KUTIPAN TEKS ▸

== == ==

Pungutan Ekspor CPO Mau Diubah, 5 Saham Ini Berpotensi Diuntungkan?
Saham CPO memang mengalami koreksi pada 9 September 2024. Namun, jika dilihat sentimennya, seharusnya ada efek positif jangka panjang jika rencana kebijakan itu direalisasikan. Berikut 5 saham yang paling diuntungkan.
Mikirduit – Saham CPO sempat menguat signifikan dalam 2 hari terakhir karena ada rencana penyesuaian pungutan ekspor. Jika akhirnya rencana itu terealisasi, saham CPO mana yang paling diuntungkan dengan kondisi kinerja ekspor terakhir?
Dalam berita Reuters mencatat pejabat senior di Kementerian Koordinator Bidang Perekonomian mengungkapkan pemerintah berencana menurunkan pungutan ekspor sawit agar daya saing produk Indonesia bisa meningkat dibandingkan dengan produk minyak nabati lainnya.
Harapannya, kebijakan ini juga bisa membantu sejahterakan petani. Soalnya, harga tandan buah segar CPO-nya sering ditawar rendah sebagai kompensasi pungutan ekspor yang harus dibayar.
Saat ini, pungutan ekspor sekitar 55-240 dolar AS per ton bergantung dengan posisi harga CPO. Tarif terendah ketika harga CPO berada di harga 680 dolar AS per ton, sedangkan tarif tertinggi ketika di harga 1.430 dolar AS per ton.
Selain menurunkan pungutan ekspor, pemerintah juga akan membuat skema pungutan ekspor yang lebih sederhana ketimbang yang berlaku saat ini. Namun, sentimen ini masih bersifat rencana, jika diterapkan baru akan terjadi pada 2025.
Di sisi lain, posisi CPO Indonesia juga mulai terdesak setelah harga minyak nabati lain lebih murah dari CPO. Apalagi, ditambah dengan penguatan rupiah dalam sebulan terakhir. serta harga CPO yang cenderung lebih tinggi dibandingkan dengan soybean oil dan kanola. Hal ini disebut bisa membuat permintaan CPO lebih rendah.
Nah, dengan rencana tersebut, kira-kira emiten CPO mana yang paling diuntungkan?

== == ==

SOAL LATIHAN A ▸ Dalam teks tentang pungutan ekspor CPO, pada harga CPO berapa tarif pungutan ekspor tertinggi berlaku?
Teks dan entri ini diambil dari sumber yang berlainan.

== == ==

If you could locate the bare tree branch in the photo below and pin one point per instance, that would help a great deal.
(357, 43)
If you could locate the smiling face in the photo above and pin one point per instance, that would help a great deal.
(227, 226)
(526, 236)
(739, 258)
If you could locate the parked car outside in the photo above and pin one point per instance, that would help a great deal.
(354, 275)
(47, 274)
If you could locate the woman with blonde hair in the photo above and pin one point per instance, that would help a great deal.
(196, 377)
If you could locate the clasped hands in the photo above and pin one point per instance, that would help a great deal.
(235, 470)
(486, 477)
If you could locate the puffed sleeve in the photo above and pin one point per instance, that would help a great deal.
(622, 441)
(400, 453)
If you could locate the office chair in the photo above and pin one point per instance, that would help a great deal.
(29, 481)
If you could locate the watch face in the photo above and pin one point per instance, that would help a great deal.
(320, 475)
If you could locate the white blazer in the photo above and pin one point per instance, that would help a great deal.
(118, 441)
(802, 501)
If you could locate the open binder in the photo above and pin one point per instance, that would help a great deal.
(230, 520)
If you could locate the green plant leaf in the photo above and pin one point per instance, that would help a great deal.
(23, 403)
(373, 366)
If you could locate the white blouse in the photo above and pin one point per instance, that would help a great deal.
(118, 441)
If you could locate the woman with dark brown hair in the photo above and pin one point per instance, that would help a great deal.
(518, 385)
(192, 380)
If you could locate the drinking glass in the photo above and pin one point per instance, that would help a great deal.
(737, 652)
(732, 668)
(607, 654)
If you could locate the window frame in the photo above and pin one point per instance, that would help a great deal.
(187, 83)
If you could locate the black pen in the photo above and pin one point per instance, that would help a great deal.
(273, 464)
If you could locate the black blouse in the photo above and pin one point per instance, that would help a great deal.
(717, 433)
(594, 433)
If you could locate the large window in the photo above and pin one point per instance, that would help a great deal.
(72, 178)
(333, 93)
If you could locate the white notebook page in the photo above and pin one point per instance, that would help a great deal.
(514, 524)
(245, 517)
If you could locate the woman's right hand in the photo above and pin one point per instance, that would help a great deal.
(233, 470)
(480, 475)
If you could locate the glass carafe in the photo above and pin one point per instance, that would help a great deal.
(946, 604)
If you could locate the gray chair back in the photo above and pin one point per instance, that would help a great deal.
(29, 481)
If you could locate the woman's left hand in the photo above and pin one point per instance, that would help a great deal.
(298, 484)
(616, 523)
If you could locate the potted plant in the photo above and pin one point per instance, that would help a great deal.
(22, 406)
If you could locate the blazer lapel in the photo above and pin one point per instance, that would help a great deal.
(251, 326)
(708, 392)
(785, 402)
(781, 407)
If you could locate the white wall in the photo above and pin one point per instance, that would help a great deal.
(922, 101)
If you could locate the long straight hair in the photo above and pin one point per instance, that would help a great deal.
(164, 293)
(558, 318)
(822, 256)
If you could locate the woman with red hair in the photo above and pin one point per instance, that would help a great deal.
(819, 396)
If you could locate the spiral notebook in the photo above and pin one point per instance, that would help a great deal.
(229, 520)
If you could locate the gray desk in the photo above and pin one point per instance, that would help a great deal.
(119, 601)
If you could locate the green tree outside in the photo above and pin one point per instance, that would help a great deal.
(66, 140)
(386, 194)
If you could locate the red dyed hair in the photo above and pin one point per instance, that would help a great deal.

== == ==

SOAL LATIHAN B ▸ Temukan semua baris entri yang memuat kata "gray" dan salin setiap baris itu. Huruf besar dan kecil dibedakan.

JAWABAN LATIHAN A ▸ Tarif tertinggi berlaku ketika harga CPO berada di 1.430 dolar AS per ton.

JAWABAN LATIHAN B ▸
If you could locate the gray chair back in the photo above and pin one point per instance, that would help a great deal.
If you could locate the gray desk in the photo above and pin one point per instance, that would help a great deal.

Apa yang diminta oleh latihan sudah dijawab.